### Selected passage
(begin)
2. If receivables are balanced by bill of exchange or cheque the retentive ownership remains as long as Rein on their part is still in liability of bill of exchange or cheque. The customer is authorised to resell the retentively owned goods only under retention of title on his part and only within the limits of a duly business. The customer is not authorised to dispose of the goods in an other way, in particular not by pledging or by chattel mortgage. The customer already now assigns his claims on the resell of the retentively owned goods to Rein, who accepts this assignation. Rein authorises the customer until cancelled to collect the assigned claims on the customer’s account and on his own behalf. This authorisation can only be cancelled if the customer does not fulfil his payment obligations duly. The customer must hold in trust for Rein under separate deposit and accounting all amounts which are received by this collection authorisation of retentively owned goods of Rein. If the retentively owned goods are resold by the customer together with other goods the agreed assignation is only valid amounting to the value (invoice value) of the retentively owned goods. If any third party should access to the retentively owned goods, in particular for enforcement measures, the customer will point out the retentive ownership and will inform Rein without delay telephonically and in written form with indication of name and address of the judgement creditor or any other third party. Costs of possible interventions by Rein against judgement creditors or any other third parties accessing the retentively owned goods will be charged to the customer.

3. In the case of breach of the contractual duties by the customer, in particular by delayed payment, Rein is authorised to withdraw from the contract and to take back the retentively owned goods, if an adequate time limit was set for the customer and if this time limit is expired; the customer is committed for restitution of the retentively owned goods. The legal regulations about a dispensability of time limits remains unaffected.
(end)
### Raw records
(begin)
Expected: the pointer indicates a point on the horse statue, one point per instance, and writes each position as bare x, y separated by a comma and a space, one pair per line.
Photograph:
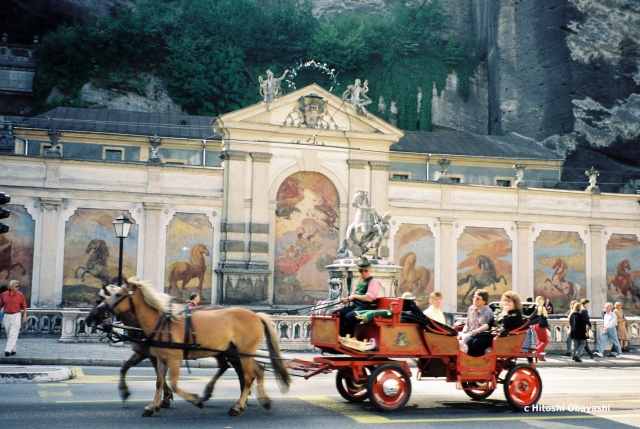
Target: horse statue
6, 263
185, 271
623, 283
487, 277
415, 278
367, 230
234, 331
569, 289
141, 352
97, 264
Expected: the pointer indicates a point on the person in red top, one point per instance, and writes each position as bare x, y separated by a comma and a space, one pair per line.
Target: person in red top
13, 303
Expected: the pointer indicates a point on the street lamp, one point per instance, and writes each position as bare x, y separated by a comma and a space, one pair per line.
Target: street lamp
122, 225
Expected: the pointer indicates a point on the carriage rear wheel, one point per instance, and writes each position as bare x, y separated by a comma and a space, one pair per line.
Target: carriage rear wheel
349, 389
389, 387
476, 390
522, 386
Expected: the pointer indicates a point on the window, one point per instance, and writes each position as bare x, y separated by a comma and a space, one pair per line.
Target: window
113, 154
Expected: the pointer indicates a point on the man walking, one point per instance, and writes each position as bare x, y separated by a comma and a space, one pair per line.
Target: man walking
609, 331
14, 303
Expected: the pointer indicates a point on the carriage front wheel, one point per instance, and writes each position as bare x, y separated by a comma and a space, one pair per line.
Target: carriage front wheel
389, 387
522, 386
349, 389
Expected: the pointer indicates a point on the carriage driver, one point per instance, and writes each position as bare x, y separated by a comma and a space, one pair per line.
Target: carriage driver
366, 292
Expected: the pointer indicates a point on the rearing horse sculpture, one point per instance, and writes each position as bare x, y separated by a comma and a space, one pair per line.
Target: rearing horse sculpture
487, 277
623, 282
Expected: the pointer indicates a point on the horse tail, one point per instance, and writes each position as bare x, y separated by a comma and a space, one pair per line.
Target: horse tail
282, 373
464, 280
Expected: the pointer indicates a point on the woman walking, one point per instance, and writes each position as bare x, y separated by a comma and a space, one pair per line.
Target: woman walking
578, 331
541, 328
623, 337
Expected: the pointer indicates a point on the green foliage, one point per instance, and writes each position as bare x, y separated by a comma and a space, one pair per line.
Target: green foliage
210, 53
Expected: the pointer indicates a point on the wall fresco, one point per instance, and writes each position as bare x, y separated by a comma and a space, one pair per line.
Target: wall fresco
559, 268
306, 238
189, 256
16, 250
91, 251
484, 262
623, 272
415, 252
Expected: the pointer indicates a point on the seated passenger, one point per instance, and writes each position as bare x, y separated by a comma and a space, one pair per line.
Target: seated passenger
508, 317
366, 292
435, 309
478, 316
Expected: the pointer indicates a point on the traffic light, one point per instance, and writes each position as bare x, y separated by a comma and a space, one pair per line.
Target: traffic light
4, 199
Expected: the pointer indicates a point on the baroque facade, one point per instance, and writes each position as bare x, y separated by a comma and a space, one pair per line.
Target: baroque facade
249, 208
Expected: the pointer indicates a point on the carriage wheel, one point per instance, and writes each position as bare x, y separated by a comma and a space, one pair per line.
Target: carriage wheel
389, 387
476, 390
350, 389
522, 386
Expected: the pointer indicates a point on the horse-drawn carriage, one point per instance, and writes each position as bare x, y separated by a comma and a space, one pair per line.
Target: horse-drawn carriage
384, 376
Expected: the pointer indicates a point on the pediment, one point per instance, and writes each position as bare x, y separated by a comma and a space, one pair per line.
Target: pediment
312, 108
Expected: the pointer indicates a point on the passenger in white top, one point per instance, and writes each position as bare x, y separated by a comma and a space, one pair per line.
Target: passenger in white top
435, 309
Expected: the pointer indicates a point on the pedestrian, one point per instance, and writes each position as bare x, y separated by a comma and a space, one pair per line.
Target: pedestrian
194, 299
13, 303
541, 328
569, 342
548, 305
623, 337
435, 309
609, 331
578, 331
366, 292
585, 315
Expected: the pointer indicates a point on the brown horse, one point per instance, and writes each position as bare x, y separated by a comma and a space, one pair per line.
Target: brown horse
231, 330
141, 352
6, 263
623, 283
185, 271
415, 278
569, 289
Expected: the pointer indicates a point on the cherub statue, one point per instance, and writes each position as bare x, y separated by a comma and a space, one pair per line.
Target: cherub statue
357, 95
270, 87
(end)
### What to do
1 - Convert the stretch of records from the line containing "Expected: the pointer indicates a point on the brown" through the end of the records into a two-column CSV with the headers request and answer. Give one row per request, with each field quoted and any line breaks inside it replaced by spaces.
2 - Carry on the text about the retention of title to goods sold by Rein, starting after its last sentence.
The records are unrelated to the text and share no subject with it.

### Results in order
1 -
request,answer
"Expected: the pointer indicates a point on the brown horse, one point per instance, and writes each position as bare x, y separated by a comma and a space, one pair per line. Target: brown horse","231, 330 141, 352 6, 263 623, 283 185, 271 415, 278 569, 289"
"Expected: the pointer indicates a point on the cherub statue, one point per instance, and writes each position as bare x, y separated by a comma and a space, one pair per line. Target: cherub statue","357, 95 270, 87"

2 -
4. A possible treatment or processing of the retentively owned goods is always performed for Rein as manufacturer according to § 950 BGB, without committing Rein legally by this. In case of processing, assembly, blending, or mixing of the retentively owned goods with other goods or entireties of goods Rein receives a value proportional (co-)ownership of the new goods or entireties of goods, based on the invoice value. If the customer initially is the sole-owner of the new goods or entireties of goods he grants Rein a value proportional co-ownership on it and stores it for Rein free of charge. In case of resale of the new goods or entireties of goods the pre-assignation according to § 7 passage 2 remains valid amounting to the value of the retentively owned goods including the claims of the customer resulting from the resale. The customer is committed to insure the retentively owned goods adequately against all usual risks. Furthermore the customer must handle the retentively owned goods carefully and gently, store them separately and mark them accordingly on demand of Rein. Contractual claims of the customer, particularly insurance contractual or tortious claims resulting from a damage, destruction or loss of the retentively owned goods are now already assigned to Rein amounting the value of the retentively owned goods (invoice value). At the same time Rein accepts the assignation.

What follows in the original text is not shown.